» **Directive**
Count the lines below that contain the string "barn", and reply with the number alone.

» **Records to use**
*-*-*
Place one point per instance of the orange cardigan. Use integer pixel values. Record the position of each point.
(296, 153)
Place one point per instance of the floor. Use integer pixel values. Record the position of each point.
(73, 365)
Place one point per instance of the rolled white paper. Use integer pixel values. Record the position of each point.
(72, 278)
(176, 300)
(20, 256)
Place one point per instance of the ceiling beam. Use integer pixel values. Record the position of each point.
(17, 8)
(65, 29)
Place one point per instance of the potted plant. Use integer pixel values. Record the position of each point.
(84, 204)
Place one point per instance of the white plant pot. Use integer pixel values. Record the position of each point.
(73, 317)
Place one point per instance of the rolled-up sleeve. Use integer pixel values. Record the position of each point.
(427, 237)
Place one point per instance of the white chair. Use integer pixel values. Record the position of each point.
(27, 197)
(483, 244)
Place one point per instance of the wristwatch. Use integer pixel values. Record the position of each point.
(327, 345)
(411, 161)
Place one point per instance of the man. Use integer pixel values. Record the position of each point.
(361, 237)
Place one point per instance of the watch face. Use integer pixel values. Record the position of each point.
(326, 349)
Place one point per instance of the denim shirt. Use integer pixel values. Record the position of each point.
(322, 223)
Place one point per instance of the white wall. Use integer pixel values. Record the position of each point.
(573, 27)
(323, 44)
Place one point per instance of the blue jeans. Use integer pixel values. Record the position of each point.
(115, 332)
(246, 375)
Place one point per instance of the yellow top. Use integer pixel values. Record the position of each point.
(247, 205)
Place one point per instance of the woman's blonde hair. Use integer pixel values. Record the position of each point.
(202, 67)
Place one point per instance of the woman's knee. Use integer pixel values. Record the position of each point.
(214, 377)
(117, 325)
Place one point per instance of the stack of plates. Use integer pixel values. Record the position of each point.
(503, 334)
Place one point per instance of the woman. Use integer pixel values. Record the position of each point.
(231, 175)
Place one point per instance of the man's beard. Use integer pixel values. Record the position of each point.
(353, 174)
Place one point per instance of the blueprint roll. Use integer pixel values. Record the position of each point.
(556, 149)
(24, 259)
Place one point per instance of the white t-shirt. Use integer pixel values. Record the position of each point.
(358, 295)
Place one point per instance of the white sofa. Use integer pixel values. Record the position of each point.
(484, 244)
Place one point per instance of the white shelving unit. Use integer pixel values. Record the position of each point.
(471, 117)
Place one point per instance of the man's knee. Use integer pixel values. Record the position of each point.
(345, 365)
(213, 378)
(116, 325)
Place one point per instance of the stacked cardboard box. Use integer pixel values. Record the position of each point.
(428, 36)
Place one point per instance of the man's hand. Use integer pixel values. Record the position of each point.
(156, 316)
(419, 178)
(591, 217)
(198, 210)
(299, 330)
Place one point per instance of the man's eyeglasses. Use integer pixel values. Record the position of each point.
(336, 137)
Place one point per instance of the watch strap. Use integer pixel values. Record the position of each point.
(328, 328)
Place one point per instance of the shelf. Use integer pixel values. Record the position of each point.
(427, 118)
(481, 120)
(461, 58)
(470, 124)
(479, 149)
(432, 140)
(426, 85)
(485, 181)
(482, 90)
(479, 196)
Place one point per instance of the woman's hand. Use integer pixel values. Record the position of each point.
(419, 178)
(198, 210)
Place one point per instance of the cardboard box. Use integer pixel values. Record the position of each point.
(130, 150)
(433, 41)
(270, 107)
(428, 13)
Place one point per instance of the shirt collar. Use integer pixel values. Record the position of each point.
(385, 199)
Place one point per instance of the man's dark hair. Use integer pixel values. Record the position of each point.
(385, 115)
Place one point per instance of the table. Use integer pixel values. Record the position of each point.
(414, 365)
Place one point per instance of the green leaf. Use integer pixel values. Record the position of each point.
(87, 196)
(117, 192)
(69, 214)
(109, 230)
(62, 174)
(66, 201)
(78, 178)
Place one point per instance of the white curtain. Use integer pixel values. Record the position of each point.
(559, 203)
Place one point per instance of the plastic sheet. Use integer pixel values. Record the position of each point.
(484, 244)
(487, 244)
*-*-*
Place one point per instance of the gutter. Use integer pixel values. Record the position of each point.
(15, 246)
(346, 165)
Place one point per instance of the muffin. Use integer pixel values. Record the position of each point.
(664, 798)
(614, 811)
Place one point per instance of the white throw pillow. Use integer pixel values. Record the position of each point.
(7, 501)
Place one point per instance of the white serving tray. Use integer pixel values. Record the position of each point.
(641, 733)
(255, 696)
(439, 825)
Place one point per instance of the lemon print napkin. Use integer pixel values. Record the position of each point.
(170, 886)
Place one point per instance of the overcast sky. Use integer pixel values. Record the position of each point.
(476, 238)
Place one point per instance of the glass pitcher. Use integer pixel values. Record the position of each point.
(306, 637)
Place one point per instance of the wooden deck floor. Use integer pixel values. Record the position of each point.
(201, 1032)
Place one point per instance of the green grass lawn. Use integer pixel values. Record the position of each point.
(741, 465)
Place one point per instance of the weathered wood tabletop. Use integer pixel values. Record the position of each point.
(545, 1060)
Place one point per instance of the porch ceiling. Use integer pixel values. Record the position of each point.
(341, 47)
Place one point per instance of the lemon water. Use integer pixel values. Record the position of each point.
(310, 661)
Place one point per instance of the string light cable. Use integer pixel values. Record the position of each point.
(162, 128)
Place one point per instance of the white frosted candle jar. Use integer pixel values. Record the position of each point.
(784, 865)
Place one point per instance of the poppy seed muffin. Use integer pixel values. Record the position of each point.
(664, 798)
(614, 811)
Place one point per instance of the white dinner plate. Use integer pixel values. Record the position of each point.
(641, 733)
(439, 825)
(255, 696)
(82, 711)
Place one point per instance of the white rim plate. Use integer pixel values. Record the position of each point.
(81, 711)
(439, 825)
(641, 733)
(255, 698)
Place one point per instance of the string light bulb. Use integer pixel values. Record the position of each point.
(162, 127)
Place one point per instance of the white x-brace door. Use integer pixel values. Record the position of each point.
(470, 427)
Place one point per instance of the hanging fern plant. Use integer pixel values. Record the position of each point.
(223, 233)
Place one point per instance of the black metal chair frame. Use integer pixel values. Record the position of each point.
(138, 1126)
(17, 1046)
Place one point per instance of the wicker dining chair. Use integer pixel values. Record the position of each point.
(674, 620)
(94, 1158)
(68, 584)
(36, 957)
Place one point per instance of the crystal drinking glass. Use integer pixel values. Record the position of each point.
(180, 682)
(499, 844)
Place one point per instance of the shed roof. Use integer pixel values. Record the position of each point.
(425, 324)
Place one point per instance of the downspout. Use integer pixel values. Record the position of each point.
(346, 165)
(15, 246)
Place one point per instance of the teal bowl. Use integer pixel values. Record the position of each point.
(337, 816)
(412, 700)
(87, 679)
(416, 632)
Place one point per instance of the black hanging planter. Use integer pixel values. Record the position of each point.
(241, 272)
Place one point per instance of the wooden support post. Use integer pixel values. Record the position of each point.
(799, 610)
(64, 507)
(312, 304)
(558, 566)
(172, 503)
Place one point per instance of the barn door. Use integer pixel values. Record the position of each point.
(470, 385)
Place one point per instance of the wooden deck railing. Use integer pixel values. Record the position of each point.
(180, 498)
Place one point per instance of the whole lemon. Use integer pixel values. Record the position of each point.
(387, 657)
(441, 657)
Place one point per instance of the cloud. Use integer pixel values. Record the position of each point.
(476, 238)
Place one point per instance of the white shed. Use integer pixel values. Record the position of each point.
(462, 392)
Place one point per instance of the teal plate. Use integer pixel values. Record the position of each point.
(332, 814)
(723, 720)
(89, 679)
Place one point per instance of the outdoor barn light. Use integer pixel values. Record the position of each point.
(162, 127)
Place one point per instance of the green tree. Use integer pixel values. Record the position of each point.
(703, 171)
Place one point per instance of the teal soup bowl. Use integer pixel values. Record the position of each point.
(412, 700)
*-*-*
» **Expected output**
2